-- begin GIVEN DATA --

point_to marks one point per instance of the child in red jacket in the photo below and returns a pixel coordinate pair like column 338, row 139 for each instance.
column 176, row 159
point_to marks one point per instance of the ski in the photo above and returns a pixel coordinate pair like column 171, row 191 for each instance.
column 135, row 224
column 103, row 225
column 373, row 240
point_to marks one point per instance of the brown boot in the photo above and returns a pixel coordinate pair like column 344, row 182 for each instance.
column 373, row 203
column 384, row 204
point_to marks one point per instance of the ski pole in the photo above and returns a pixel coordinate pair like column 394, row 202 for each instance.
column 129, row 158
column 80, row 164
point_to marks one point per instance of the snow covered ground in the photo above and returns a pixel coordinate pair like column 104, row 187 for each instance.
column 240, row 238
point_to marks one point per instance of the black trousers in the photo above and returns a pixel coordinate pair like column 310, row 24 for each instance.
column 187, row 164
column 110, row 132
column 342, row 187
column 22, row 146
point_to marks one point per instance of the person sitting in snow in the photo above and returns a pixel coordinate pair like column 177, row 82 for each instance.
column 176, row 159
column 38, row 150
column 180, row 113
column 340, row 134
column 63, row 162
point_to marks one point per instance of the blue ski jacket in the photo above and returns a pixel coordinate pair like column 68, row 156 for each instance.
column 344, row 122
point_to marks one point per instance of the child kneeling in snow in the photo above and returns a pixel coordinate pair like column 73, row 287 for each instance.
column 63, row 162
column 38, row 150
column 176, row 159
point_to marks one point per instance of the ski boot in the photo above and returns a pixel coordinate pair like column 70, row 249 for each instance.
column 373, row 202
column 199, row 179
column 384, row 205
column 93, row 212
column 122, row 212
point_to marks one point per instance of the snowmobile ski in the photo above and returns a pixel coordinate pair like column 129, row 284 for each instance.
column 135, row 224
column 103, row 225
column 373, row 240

-- end GIVEN DATA --

- [WORK INSTRUCTIONS]: Everything from the line containing "point_to marks one point per instance of the blue" to the end of the data above should be quoted exactly, please, both ends included, and nothing outside that span.

- [REPLY]:
point_to marks one point per instance of the blue ski jacket in the photo above and returns a pixel coordinate pair like column 68, row 156 for each instance.
column 344, row 122
point_to marks one point per instance of the child kneeling in snow in the photo above and returns a pixel coordinate pair like column 73, row 287 for each instance.
column 63, row 162
column 38, row 150
column 176, row 159
point_to marks one point per instance of the ski boot in the photo above and returns a pixel coordinate pair like column 70, row 249 for each instance.
column 373, row 202
column 199, row 179
column 384, row 205
column 93, row 212
column 122, row 212
point_to marks one point per instance of the snowmobile ski in the photo above and returns a pixel coordinate pair like column 129, row 284 for each instance.
column 135, row 224
column 103, row 225
column 373, row 240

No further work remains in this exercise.